What you will do →
Every entry in the data below needs to be repeated exactly.

==== Entries supplied

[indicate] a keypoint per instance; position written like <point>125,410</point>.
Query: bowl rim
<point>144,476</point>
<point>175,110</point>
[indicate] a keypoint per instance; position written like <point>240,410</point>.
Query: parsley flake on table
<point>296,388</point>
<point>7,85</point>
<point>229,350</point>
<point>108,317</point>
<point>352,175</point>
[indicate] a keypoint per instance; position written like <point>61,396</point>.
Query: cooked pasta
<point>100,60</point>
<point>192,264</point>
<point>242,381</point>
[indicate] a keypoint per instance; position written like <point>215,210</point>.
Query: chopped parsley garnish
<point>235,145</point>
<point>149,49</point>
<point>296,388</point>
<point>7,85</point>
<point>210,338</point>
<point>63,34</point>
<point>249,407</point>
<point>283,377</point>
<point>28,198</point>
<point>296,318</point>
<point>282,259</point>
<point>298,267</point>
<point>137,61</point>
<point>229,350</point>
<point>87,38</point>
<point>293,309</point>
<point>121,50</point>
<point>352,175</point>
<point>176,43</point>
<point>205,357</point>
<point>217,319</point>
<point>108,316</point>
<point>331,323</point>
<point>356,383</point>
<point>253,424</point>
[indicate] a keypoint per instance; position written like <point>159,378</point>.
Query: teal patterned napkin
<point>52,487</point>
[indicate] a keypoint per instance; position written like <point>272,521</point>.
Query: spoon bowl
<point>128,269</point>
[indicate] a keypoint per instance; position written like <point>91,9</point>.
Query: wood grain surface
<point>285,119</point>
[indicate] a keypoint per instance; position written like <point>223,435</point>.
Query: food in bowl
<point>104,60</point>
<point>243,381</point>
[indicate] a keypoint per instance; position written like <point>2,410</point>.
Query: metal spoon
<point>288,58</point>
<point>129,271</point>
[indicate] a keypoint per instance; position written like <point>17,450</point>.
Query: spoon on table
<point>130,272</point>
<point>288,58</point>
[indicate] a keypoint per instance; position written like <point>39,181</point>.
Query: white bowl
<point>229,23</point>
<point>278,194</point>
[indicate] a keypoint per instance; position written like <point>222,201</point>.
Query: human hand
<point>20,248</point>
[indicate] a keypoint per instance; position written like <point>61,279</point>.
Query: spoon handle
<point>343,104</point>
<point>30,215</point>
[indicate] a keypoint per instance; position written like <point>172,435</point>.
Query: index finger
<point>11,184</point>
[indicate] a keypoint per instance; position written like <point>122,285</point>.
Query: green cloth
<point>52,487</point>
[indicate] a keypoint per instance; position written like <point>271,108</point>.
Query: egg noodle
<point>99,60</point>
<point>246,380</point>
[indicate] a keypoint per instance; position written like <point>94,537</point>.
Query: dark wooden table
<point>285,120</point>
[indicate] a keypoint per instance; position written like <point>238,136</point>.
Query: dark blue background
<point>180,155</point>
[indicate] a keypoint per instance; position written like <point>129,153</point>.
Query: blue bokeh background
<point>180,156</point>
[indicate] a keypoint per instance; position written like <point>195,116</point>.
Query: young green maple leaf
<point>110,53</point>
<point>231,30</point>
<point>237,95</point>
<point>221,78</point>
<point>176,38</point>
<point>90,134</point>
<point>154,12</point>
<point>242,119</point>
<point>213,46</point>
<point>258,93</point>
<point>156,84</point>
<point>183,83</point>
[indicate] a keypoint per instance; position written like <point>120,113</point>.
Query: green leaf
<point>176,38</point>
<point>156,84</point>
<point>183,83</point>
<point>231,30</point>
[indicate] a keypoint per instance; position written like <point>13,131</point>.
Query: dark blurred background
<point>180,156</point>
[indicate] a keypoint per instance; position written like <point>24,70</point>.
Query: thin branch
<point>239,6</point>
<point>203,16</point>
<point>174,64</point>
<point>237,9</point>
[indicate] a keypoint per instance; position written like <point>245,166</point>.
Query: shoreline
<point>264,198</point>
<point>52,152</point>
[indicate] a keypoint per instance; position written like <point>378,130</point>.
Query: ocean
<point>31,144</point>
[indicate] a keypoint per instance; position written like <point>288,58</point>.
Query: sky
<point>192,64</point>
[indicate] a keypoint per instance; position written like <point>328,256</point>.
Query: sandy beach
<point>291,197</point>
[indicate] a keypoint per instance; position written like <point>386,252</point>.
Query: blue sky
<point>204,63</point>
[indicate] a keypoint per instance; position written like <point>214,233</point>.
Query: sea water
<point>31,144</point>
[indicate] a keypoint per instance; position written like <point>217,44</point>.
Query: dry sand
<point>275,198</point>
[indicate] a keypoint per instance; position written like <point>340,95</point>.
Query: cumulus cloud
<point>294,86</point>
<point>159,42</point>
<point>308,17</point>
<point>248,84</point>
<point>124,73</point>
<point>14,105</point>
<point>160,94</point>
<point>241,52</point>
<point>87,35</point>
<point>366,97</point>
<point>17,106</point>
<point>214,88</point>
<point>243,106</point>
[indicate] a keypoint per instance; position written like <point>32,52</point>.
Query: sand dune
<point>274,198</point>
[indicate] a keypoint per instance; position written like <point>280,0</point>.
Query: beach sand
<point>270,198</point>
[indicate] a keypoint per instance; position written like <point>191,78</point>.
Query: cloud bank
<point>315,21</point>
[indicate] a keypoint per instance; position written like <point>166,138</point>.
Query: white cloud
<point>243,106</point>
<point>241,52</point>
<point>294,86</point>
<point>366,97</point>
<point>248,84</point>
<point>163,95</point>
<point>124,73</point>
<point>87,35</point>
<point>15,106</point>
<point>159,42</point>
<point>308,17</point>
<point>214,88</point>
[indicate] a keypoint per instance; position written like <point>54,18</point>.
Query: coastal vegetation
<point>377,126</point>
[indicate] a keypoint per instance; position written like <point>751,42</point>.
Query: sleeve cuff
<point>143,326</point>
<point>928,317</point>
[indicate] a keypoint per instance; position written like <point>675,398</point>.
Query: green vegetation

========

Output of the exercise →
[indicate] a keypoint per instance; position written like <point>125,410</point>.
Query: bowl rim
<point>144,476</point>
<point>175,110</point>
[indicate] a keypoint per instance; position written like <point>240,410</point>.
Query: parsley flake on table
<point>296,388</point>
<point>7,85</point>
<point>229,350</point>
<point>108,317</point>
<point>352,175</point>
[indicate] a keypoint per instance; position written like <point>61,396</point>.
Query: cooked pasta
<point>100,60</point>
<point>192,264</point>
<point>242,381</point>
[indicate] a keypoint per instance; position written like <point>215,210</point>.
Query: chopped parsley garnish
<point>235,145</point>
<point>149,49</point>
<point>296,388</point>
<point>7,85</point>
<point>210,338</point>
<point>63,34</point>
<point>249,407</point>
<point>283,377</point>
<point>28,198</point>
<point>296,318</point>
<point>282,259</point>
<point>298,267</point>
<point>137,61</point>
<point>229,350</point>
<point>87,38</point>
<point>293,309</point>
<point>121,50</point>
<point>352,175</point>
<point>176,43</point>
<point>205,357</point>
<point>217,319</point>
<point>108,316</point>
<point>331,323</point>
<point>356,383</point>
<point>253,424</point>
[indicate] a keypoint per instance; position written like <point>159,378</point>.
Query: teal patterned napkin
<point>52,487</point>
[indicate] a keypoint per instance; position written like <point>272,521</point>.
Query: spoon bowl
<point>128,269</point>
[indicate] a keypoint per instance; position written like <point>91,9</point>.
Query: wood grain surface
<point>285,119</point>
[indicate] a keypoint per instance; position written like <point>223,435</point>.
Query: food in bowl
<point>104,60</point>
<point>243,381</point>
[indicate] a keypoint per instance; position written like <point>2,410</point>.
Query: metal spoon
<point>288,58</point>
<point>129,271</point>
[indicate] a keypoint per instance; position written like <point>17,450</point>.
Query: spoon on table
<point>130,272</point>
<point>288,58</point>
[indicate] a keypoint per instance; position written like <point>39,181</point>.
Query: white bowl
<point>229,23</point>
<point>278,194</point>
[indicate] a keypoint per instance; position written like <point>222,201</point>.
Query: human hand
<point>20,248</point>
[indicate] a keypoint per instance; position written like <point>61,279</point>.
Query: spoon handle
<point>343,104</point>
<point>30,215</point>
[indicate] a keypoint per instance; position written like <point>172,435</point>.
Query: index finger
<point>11,184</point>
[indicate] a keypoint per instance; position written like <point>122,285</point>.
Query: green cloth
<point>52,487</point>
[indicate] a keypoint per instance; position written like <point>271,108</point>.
Query: egg noodle
<point>99,60</point>
<point>246,380</point>
[indicate] a keypoint per instance; position written like <point>94,537</point>.
Query: dark wooden table
<point>285,120</point>
[indicate] a keypoint per instance; position written like <point>238,136</point>.
Query: dark blue background
<point>180,155</point>
[indicate] a keypoint per instance; position written like <point>129,153</point>.
Query: blue bokeh background
<point>180,156</point>
[indicate] a keypoint per instance; position written like <point>195,116</point>.
Query: young green maple leaf
<point>110,53</point>
<point>231,30</point>
<point>237,95</point>
<point>221,78</point>
<point>176,38</point>
<point>90,134</point>
<point>154,12</point>
<point>242,119</point>
<point>213,46</point>
<point>258,93</point>
<point>156,84</point>
<point>183,83</point>
[indicate] a keypoint per instance; position written like <point>120,113</point>.
Query: green leaf
<point>176,38</point>
<point>156,84</point>
<point>183,83</point>
<point>231,30</point>
[indicate] a keypoint per instance; position written like <point>13,131</point>.
Query: dark blurred background
<point>180,156</point>
[indicate] a keypoint per instance; position written like <point>24,70</point>.
Query: thin branch
<point>239,6</point>
<point>203,16</point>
<point>174,64</point>
<point>237,9</point>
[indicate] a keypoint per instance; position written like <point>245,166</point>.
Query: shoreline
<point>264,198</point>
<point>52,152</point>
[indicate] a keypoint per instance; position written like <point>378,130</point>.
Query: ocean
<point>31,144</point>
[indicate] a keypoint per instance; position written like <point>288,58</point>.
Query: sky
<point>192,64</point>
[indicate] a keypoint per instance; position written like <point>328,256</point>.
Query: sandy beach
<point>291,197</point>
[indicate] a keypoint per instance; position written like <point>386,252</point>.
Query: blue sky
<point>204,63</point>
[indicate] a keypoint per instance; position written like <point>214,233</point>.
Query: sea water
<point>31,144</point>
[indicate] a keypoint per instance; position written like <point>217,44</point>.
Query: dry sand
<point>275,198</point>
[indicate] a keypoint per instance; position written like <point>340,95</point>.
Query: cumulus cloud
<point>294,86</point>
<point>159,42</point>
<point>308,17</point>
<point>248,84</point>
<point>124,73</point>
<point>14,105</point>
<point>160,94</point>
<point>241,52</point>
<point>87,35</point>
<point>366,97</point>
<point>17,106</point>
<point>214,88</point>
<point>243,106</point>
[indicate] a keypoint per instance; position written like <point>32,52</point>.
Query: sand dune
<point>274,198</point>
[indicate] a keypoint per instance; position written like <point>280,0</point>.
Query: beach sand
<point>270,198</point>
[indicate] a keypoint per instance; position written like <point>191,78</point>.
Query: cloud bank
<point>315,21</point>
[indicate] a keypoint per instance; position written like <point>166,138</point>.
Query: white cloud
<point>243,106</point>
<point>241,52</point>
<point>294,86</point>
<point>366,97</point>
<point>248,84</point>
<point>163,95</point>
<point>124,73</point>
<point>87,35</point>
<point>15,106</point>
<point>159,42</point>
<point>308,17</point>
<point>214,88</point>
[indicate] a keypoint per instance; position written like <point>54,18</point>.
Query: coastal vegetation
<point>377,126</point>
[indicate] a keypoint per instance; position written like <point>751,42</point>.
Query: sleeve cuff
<point>143,326</point>
<point>928,317</point>
[indicate] a keypoint per instance; position written like <point>675,398</point>.
Query: green vegetation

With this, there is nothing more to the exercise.